[Excerpts from a location annotation dataset]
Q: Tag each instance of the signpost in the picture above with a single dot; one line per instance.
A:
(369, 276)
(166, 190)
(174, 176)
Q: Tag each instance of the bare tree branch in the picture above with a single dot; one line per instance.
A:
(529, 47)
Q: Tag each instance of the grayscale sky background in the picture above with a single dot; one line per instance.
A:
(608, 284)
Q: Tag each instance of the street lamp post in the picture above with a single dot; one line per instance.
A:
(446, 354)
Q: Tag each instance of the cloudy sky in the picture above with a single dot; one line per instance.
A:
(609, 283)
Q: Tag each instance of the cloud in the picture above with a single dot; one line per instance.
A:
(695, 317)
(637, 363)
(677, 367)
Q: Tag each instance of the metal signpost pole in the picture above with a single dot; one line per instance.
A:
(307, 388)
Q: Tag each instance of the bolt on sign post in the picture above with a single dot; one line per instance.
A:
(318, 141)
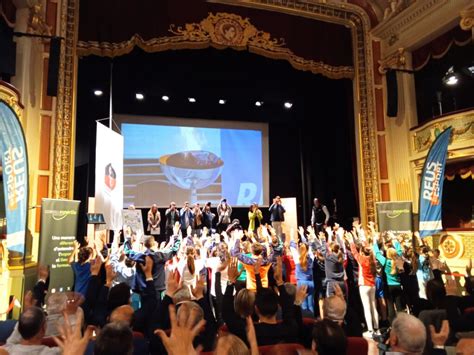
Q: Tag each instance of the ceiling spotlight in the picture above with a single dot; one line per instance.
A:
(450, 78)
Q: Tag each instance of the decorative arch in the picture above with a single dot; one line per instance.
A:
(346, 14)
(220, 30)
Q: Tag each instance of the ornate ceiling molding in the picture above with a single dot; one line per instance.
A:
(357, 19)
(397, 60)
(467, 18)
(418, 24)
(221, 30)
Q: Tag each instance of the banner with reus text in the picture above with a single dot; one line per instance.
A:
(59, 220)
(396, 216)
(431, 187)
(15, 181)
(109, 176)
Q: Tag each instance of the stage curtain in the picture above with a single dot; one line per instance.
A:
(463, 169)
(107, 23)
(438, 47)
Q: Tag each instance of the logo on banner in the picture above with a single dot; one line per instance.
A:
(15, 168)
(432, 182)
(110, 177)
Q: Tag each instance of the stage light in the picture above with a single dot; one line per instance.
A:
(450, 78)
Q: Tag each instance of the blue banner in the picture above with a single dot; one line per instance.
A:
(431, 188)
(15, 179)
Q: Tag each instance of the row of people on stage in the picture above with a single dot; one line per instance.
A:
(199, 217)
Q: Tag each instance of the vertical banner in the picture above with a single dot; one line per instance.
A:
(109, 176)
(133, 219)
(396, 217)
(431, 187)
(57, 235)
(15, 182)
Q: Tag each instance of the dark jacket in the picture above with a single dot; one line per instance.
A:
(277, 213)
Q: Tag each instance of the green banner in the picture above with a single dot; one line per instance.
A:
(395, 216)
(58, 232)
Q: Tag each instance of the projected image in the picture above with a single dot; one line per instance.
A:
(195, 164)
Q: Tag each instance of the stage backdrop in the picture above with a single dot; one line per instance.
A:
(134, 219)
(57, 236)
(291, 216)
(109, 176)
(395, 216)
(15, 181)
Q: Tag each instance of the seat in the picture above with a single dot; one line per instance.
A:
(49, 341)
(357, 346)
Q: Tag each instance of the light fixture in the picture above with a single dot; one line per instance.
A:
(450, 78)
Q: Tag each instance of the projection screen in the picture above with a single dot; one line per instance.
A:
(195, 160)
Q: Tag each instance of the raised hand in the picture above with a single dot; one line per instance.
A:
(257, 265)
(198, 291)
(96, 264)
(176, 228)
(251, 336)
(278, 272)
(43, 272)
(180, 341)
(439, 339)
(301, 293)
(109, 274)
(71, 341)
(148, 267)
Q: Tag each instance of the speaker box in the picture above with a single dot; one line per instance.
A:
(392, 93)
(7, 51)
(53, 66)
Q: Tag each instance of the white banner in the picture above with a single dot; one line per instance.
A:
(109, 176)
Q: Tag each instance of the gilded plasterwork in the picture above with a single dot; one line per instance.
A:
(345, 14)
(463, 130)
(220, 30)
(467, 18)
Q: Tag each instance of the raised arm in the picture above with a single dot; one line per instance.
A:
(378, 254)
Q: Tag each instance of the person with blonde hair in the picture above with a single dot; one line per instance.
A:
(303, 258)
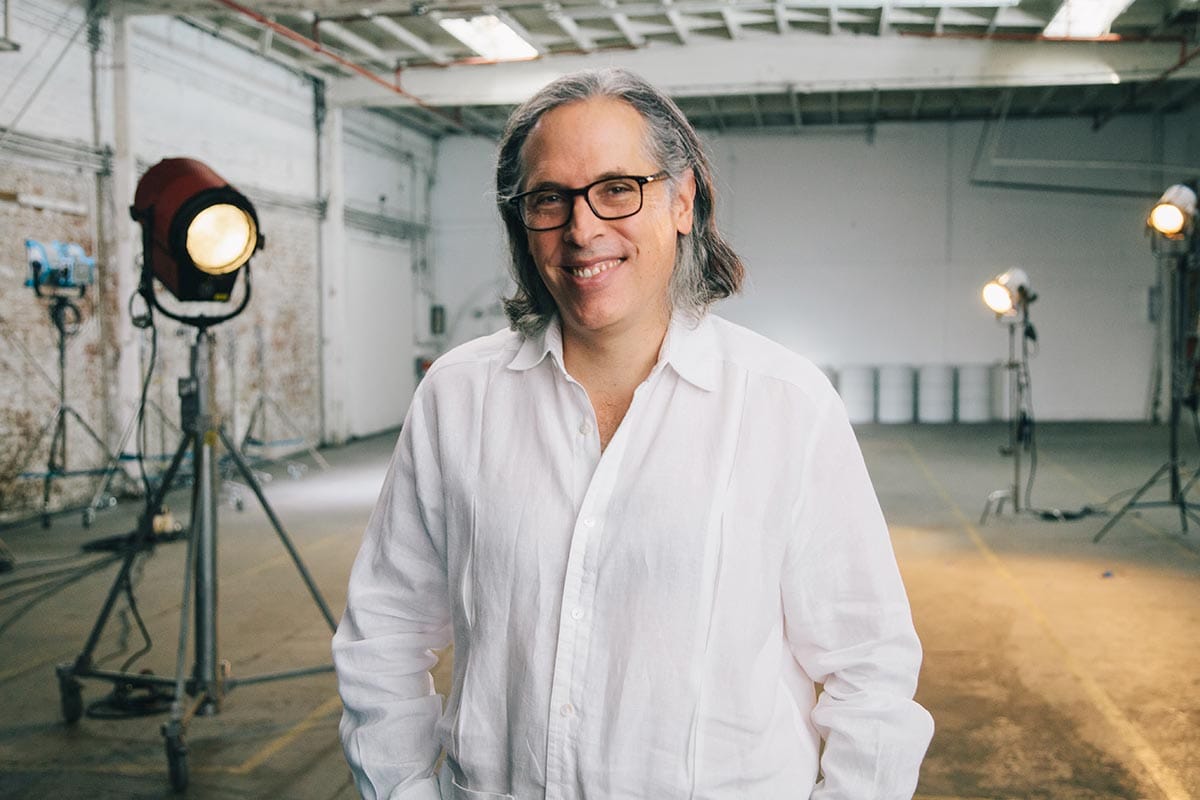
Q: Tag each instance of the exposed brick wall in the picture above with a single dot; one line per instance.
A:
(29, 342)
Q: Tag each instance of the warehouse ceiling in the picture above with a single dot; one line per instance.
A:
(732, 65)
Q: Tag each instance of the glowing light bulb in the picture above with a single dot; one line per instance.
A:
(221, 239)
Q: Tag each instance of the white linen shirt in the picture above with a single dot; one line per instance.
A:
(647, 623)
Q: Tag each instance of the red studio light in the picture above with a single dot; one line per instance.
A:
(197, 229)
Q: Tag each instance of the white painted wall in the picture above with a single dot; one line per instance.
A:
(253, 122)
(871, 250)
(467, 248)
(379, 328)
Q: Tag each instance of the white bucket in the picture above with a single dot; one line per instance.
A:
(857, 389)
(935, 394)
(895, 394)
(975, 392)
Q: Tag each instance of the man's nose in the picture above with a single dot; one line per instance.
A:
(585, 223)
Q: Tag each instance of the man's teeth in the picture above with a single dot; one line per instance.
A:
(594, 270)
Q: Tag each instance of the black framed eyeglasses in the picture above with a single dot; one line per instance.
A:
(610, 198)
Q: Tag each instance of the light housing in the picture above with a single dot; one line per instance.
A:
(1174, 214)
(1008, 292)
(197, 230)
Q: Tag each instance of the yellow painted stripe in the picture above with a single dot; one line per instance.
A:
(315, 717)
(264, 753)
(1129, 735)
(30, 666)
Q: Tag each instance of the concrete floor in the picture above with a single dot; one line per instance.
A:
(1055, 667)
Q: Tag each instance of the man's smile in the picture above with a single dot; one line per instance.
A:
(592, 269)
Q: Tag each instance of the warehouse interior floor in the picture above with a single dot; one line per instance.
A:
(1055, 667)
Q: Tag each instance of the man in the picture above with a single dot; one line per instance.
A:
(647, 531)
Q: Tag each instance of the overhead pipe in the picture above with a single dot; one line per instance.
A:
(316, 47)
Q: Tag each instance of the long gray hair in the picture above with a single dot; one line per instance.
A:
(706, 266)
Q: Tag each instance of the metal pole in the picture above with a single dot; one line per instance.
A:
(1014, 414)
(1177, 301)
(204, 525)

--

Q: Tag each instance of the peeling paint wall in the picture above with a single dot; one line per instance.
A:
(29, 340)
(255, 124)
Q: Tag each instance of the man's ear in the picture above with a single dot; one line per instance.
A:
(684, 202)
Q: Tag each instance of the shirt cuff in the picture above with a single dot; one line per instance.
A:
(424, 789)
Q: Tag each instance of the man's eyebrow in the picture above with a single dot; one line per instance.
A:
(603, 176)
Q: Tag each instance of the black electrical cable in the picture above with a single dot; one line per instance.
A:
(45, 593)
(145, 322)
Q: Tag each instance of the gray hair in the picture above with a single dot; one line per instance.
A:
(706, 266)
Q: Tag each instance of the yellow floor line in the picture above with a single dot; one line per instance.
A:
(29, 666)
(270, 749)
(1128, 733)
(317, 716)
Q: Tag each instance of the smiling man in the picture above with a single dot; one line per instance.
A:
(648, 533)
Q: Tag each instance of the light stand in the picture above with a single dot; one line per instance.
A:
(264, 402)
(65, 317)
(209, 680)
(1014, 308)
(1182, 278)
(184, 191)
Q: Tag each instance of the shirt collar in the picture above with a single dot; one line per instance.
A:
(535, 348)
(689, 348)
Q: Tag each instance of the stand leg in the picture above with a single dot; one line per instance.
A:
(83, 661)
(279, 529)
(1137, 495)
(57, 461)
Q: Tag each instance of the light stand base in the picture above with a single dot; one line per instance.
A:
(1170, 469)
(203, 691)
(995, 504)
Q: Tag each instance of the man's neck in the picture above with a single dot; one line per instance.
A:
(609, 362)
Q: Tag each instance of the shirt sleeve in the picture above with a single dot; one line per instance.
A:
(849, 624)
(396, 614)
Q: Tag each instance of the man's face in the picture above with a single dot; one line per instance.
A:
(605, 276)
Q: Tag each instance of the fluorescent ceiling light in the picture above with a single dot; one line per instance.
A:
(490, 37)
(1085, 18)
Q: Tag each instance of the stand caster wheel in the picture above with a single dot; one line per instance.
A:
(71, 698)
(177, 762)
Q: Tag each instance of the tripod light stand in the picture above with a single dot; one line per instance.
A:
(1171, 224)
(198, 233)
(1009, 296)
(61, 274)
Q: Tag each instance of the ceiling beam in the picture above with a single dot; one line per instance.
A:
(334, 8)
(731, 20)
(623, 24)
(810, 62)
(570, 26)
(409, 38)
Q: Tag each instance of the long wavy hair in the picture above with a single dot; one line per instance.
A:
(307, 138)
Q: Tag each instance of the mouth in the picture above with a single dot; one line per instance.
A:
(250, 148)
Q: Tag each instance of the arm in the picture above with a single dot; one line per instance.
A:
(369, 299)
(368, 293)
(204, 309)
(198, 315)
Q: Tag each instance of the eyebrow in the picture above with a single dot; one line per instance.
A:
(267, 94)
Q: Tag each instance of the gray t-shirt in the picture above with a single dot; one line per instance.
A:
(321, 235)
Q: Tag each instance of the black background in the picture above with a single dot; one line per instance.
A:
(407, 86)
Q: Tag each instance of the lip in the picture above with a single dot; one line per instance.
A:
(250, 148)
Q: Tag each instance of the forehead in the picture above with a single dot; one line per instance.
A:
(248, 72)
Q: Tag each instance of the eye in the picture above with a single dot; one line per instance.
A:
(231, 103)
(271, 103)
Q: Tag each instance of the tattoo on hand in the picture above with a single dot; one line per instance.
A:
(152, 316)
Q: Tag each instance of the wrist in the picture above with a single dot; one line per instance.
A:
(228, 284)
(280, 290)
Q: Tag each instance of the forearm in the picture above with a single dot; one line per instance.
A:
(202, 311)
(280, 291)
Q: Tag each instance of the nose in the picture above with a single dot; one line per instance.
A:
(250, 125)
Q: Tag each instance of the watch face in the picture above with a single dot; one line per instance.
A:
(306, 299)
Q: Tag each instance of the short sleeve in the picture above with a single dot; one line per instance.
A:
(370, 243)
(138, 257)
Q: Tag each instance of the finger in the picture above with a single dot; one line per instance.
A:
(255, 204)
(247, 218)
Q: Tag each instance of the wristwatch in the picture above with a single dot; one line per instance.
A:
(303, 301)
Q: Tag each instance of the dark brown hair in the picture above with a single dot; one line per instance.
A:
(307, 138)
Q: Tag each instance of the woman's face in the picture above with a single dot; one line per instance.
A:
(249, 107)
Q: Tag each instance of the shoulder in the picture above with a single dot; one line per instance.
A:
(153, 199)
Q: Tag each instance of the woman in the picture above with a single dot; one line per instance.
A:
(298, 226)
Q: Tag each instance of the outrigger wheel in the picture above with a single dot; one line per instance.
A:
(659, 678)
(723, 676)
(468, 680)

--

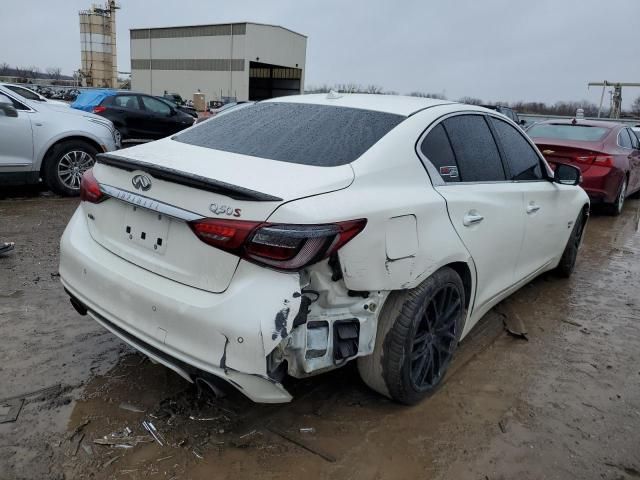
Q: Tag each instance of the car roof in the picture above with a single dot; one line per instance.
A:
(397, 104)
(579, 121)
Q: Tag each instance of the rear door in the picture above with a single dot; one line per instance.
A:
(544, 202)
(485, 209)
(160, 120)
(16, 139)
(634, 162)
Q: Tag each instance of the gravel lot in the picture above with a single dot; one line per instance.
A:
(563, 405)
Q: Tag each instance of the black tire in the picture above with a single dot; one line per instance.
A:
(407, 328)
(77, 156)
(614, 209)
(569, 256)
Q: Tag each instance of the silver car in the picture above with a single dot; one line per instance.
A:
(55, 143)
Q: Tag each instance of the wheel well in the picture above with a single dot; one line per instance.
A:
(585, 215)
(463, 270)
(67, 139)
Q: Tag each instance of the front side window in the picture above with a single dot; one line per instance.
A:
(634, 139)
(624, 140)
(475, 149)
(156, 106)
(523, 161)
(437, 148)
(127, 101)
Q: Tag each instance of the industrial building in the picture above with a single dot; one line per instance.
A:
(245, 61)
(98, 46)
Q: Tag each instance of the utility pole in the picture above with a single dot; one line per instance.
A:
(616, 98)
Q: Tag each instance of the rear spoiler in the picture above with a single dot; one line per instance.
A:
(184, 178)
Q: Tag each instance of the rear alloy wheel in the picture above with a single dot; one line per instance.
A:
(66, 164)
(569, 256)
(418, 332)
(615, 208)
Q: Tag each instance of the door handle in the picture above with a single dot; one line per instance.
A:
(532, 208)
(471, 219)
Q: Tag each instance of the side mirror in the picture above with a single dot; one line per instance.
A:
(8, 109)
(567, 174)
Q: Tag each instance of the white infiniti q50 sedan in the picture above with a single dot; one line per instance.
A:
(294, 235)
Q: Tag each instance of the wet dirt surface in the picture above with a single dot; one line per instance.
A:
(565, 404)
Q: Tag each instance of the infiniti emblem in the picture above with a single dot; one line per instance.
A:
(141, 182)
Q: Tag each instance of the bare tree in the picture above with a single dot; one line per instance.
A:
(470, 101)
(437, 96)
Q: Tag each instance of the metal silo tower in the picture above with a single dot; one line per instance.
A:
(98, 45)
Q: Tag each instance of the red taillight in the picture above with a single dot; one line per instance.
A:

Exercise details
Locate every line in the data that contains the string "ceiling" and copy each one. Case counts.

Solution below
Q: Tag each instance of the ceiling spotlight in the picture above with a single dot; one line per instance.
Q: Tag each instance of the ornate ceiling molding in the picture above with a single dot; one line per instance.
Q: Tag each instance of the warehouse ceiling in the picture above with a single dot; one line per instance.
Q: Tag each instance of the fluorescent ceiling light in the picture above with a single dot; one line per instance.
Q: Tag each instance of the ceiling beam in the picture above with a single dot; one line per instance.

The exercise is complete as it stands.